• **EXERCISE PROMPT**
Read the data and repeat it in full, exactly.

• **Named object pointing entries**
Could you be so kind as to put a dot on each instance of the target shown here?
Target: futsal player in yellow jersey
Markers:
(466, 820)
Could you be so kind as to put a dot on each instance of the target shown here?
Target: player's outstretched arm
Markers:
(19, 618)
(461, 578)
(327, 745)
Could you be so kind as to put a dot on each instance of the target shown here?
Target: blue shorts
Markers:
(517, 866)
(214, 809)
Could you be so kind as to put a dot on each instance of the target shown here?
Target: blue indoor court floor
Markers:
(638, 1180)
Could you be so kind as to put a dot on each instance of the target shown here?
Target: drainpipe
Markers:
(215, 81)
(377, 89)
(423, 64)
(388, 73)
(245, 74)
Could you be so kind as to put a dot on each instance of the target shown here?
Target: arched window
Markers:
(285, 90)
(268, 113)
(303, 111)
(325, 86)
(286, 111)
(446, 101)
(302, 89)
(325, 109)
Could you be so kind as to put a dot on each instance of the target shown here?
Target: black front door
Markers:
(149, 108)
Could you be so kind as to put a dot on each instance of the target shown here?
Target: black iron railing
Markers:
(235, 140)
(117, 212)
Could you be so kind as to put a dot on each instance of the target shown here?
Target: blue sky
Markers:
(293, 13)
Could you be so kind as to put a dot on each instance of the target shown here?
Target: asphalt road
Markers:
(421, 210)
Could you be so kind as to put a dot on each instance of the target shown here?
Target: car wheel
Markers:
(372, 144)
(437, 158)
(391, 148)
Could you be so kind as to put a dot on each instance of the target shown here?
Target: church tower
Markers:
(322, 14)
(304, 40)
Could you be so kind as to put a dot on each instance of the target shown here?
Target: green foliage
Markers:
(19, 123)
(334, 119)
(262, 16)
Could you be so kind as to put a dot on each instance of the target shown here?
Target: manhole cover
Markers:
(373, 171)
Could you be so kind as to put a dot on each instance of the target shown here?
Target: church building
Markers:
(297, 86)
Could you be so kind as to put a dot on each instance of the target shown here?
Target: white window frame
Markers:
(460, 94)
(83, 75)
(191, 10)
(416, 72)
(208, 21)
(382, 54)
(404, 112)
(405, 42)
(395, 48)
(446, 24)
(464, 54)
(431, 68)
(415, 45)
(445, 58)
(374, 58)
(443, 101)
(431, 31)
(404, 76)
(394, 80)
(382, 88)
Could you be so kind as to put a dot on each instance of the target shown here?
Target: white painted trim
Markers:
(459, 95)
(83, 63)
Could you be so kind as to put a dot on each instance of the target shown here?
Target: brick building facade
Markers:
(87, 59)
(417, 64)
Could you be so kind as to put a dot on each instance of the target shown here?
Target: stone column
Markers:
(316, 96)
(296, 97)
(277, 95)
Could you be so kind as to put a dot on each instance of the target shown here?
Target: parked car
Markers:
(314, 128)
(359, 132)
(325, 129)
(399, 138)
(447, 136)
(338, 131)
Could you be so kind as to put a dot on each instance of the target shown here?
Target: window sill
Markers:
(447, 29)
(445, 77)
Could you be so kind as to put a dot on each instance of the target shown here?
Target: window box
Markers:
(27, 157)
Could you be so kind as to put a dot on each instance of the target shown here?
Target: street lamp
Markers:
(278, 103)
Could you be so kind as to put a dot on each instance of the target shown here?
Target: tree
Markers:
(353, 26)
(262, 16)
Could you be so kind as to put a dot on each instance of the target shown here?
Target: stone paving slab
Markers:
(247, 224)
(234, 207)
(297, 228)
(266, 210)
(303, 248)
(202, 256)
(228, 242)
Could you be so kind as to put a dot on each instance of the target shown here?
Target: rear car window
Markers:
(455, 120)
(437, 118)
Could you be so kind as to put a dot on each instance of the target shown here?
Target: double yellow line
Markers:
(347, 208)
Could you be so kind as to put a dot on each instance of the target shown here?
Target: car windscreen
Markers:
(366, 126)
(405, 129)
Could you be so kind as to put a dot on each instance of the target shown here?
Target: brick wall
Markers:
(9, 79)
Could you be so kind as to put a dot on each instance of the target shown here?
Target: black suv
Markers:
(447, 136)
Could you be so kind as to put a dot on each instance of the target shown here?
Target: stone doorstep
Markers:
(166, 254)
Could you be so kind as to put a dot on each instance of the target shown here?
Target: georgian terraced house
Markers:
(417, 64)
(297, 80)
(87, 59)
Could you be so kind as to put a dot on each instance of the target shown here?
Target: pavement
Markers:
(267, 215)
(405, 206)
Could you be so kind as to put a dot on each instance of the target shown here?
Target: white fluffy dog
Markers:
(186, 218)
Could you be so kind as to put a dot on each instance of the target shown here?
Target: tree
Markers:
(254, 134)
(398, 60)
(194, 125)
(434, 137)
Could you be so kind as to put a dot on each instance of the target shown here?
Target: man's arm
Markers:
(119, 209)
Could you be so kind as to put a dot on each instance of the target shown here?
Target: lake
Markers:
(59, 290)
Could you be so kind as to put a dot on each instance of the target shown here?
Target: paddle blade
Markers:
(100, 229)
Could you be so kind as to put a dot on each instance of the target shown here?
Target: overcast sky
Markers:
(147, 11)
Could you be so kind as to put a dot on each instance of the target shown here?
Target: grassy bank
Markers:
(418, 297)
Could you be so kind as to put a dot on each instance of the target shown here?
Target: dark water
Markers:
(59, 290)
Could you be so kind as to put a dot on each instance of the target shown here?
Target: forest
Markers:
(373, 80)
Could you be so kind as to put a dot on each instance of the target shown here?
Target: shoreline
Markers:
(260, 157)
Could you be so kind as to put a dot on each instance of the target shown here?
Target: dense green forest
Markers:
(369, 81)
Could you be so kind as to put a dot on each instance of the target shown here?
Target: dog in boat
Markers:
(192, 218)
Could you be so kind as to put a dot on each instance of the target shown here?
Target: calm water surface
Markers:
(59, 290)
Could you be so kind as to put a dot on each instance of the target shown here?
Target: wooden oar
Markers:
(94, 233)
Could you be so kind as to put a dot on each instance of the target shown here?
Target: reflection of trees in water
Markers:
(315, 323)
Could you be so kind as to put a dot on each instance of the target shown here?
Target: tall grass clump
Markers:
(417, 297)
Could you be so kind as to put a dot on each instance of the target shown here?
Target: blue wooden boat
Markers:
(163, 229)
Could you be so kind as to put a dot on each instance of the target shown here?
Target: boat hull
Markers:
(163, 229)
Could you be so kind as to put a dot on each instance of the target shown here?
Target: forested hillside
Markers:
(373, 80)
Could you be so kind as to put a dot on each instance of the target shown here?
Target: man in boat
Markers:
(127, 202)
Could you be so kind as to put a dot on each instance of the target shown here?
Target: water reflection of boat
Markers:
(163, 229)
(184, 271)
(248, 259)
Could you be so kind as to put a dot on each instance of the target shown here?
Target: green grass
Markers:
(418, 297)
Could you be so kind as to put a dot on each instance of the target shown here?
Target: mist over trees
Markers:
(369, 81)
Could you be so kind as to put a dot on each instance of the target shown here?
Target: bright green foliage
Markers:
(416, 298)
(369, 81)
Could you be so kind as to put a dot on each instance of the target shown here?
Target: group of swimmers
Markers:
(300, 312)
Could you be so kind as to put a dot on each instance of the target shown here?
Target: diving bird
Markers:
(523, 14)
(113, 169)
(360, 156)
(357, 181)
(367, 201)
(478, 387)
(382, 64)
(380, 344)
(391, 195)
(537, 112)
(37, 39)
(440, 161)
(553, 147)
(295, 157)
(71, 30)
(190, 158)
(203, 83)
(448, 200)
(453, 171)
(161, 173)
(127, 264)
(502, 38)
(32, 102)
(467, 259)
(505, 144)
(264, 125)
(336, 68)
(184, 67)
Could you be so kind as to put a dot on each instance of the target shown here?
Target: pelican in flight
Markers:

• **PROBLEM SOLUTION**
Could you be so kind as to put a dot on each instance of the target shown here?
Target: futsal player in yellow jersey
Markers:
(466, 820)
Could you be so kind as to put a dot on each instance of the target shown here?
Target: player's outstretched arm
Markers:
(19, 618)
(461, 578)
(327, 745)
Could you be so kind as to put a dot on each instance of the target shown here?
Target: blue shorts
Markers:
(517, 866)
(214, 809)
Could you be so kind as to put a dot on each instance of the target shown here?
Target: blue indoor court floor
Markers:
(638, 1180)
Could you be so kind as to put a dot on each instance of the target shown here?
Target: drainpipe
Markers:
(215, 81)
(377, 89)
(423, 64)
(388, 73)
(245, 74)
Could you be so kind as to put a dot on each instance of the target shown here?
Target: arched window
Markers:
(285, 90)
(268, 113)
(303, 111)
(325, 86)
(286, 111)
(446, 101)
(302, 89)
(325, 109)
Could you be so kind as to put a dot on each instance of the target shown here?
Target: black front door
Markers:
(149, 108)
Could you be so kind as to put a dot on each instance of the target shown here?
Target: black iron railing
Markers:
(235, 140)
(117, 212)
Could you be so kind as to put a dot on each instance of the target shown here?
Target: blue sky
Markers:
(293, 13)
Could you be so kind as to put a dot on each instance of the target shown here?
Target: asphalt road
Markers:
(421, 210)
Could you be so kind as to put a dot on each instance of the target shown here?
Target: car wheel
Markers:
(372, 144)
(437, 158)
(391, 148)
Could you be so kind as to put a dot on each instance of the target shown here?
Target: church tower
Markers:
(322, 14)
(304, 40)
Could you be so kind as to put a dot on each instance of the target shown here?
Target: green foliage
Markers:
(19, 123)
(334, 119)
(262, 16)
Could you be so kind as to put a dot on each instance of the target shown here?
Target: manhole cover
Markers:
(373, 171)
Could you be so kind as to put a dot on each instance of the target shown here?
Target: church building
Markers:
(297, 86)
Could you be so kind as to put a dot on each instance of the target shown here?
Target: white window frame
Markers:
(460, 94)
(83, 75)
(191, 10)
(416, 72)
(208, 21)
(382, 54)
(404, 112)
(405, 42)
(395, 48)
(446, 24)
(464, 54)
(431, 68)
(415, 45)
(445, 58)
(374, 58)
(443, 101)
(431, 31)
(404, 76)
(394, 80)
(382, 88)
Could you be so kind as to put a dot on each instance of the target shown here?
Target: white painted trim
Markers:
(459, 95)
(83, 63)
Could you be so kind as to put a dot on each instance of the target shown here?
Target: brick building facade
Markers:
(87, 59)
(417, 64)
Could you be so kind as to put a dot on each instance of the target shown here?
Target: stone column
Markers:
(316, 96)
(296, 97)
(277, 95)
Could you be so kind as to put a dot on each instance of the target shown here?
Target: parked car
Markers:
(314, 128)
(359, 132)
(325, 129)
(399, 138)
(447, 136)
(338, 131)
Could you be so kind as to put a dot on each instance of the target shown here?
Target: window sill
Markers:
(447, 29)
(445, 77)
Could you be so kind as to put a dot on each instance of the target shown here?
Target: window box
Markers:
(27, 157)
Could you be so kind as to put a dot on each instance of the target shown here?
Target: street lamp
Markers:
(278, 103)
Could you be so kind as to put a dot on each instance of the target shown here?
Target: tree
Markers:
(353, 26)
(262, 16)
Could you be so kind as to put a dot on each instance of the target shown here?
Target: stone paving slab
Markers:
(247, 224)
(234, 207)
(297, 228)
(266, 210)
(303, 248)
(202, 256)
(228, 242)
Could you be so kind as to put a dot on each instance of the target shown here?
Target: rear car window
Markers:
(455, 120)
(437, 118)
Could you be so kind as to put a dot on each instance of the target shown here?
Target: double yellow line
Markers:
(347, 208)
Could you be so kind as to put a dot on each instance of the target shown here?
Target: car windscreen
Markers:
(366, 126)
(405, 129)
Could you be so kind as to put a dot on each instance of the target shown here?
Target: brick wall
Markers:
(9, 79)
Could you be so kind as to put a dot on each instance of the target shown here?
Target: black suv
Markers:
(447, 136)
Could you be so kind as to put a dot on each instance of the target shown here?
Target: stone doorstep
Markers:
(166, 254)
Could you be so kind as to put a dot on each instance of the target shown here?
Target: georgian terraced house
Markers:
(417, 64)
(297, 80)
(87, 59)
Could you be so kind as to put a dot on each instance of the target shown here?
Target: pavement
Markers:
(267, 215)
(405, 206)
Could you be so kind as to put a dot on each instance of the target shown here?
Target: white fluffy dog
Markers:
(186, 218)
Could you be so kind as to put a dot on each instance of the target shown here?
Target: tree
Markers:
(254, 134)
(398, 60)
(194, 125)
(434, 137)
Could you be so kind as to put a dot on each instance of the target shown here?
Target: man's arm
Markers:
(119, 209)
Could you be so kind as to put a dot on each instance of the target shown here?
Target: lake
Markers:
(59, 290)
Could you be so kind as to put a dot on each instance of the target shown here?
Target: paddle blade
Markers:
(100, 229)
Could you be so kind as to put a dot on each instance of the target shown here?
Target: overcast sky
Markers:
(147, 11)
Could you be so kind as to put a dot on each instance of the target shown here?
Target: grassy bank
Markers:
(418, 297)
Could you be so kind as to put a dot on each instance of the target shown here?
Target: dark water
Markers:
(59, 290)
Could you be so kind as to put a dot on each instance of the target shown here?
Target: forest
Markers:
(373, 80)
Could you be so kind as to put a dot on each instance of the target shown here?
Target: shoreline
Markers:
(260, 157)
Could you be so kind as to put a dot on each instance of the target shown here?
Target: dense green forest
Markers:
(369, 81)
Could you be so kind as to put a dot on each instance of the target shown here?
Target: dog in boat
Markers:
(192, 218)
Could you be so kind as to put a dot on each instance of the target shown here?
Target: calm water surface
Markers:
(59, 290)
Could you be so kind as to put a dot on each instance of the target shown here?
Target: wooden oar
Markers:
(94, 233)
Could you be so kind as to put a dot on each instance of the target shown here?
Target: reflection of trees in water
Markers:
(315, 323)
Could you be so kind as to put a dot on each instance of the target shown here?
Target: tall grass clump
Markers:
(417, 297)
Could you be so kind as to put a dot on each instance of the target shown here?
Target: blue wooden boat
Markers:
(163, 229)
Could you be so kind as to put a dot on each instance of the target shown here?
Target: boat hull
Markers:
(163, 229)
Could you be so kind as to put a dot on each instance of the target shown here?
Target: forested hillside
Markers:
(373, 80)
Could you be so kind as to put a dot on each instance of the target shown here?
Target: man in boat
Markers:
(127, 202)
Could you be so kind as to put a dot on each instance of the target shown here?
Target: water reflection of boat
Markers:
(163, 229)
(184, 271)
(248, 259)
Could you be so kind as to put a dot on each instance of the target shown here?
Target: green grass
Markers:
(418, 297)
Could you be so kind as to put a dot on each instance of the target shown here?
Target: mist over trees
Markers:
(369, 81)
Could you be so kind as to put a dot on each instance of the target shown here?
Target: bright green foliage
Markers:
(416, 298)
(369, 81)
Could you be so kind as to put a dot on each instance of the target shown here?
Target: group of swimmers
Markers:
(300, 312)
Could you be so kind as to put a dot on each instance of the target shown here?
Target: diving bird
Markers:
(523, 14)
(113, 169)
(360, 156)
(357, 181)
(367, 201)
(478, 387)
(382, 64)
(380, 344)
(391, 195)
(537, 112)
(37, 39)
(440, 161)
(553, 147)
(295, 157)
(71, 30)
(190, 158)
(203, 83)
(448, 200)
(453, 171)
(161, 173)
(127, 264)
(502, 38)
(32, 102)
(467, 259)
(505, 144)
(264, 125)
(336, 68)
(184, 67)
Could you be so kind as to put a dot on each instance of the target shown here?
Target: pelican in flight
Markers:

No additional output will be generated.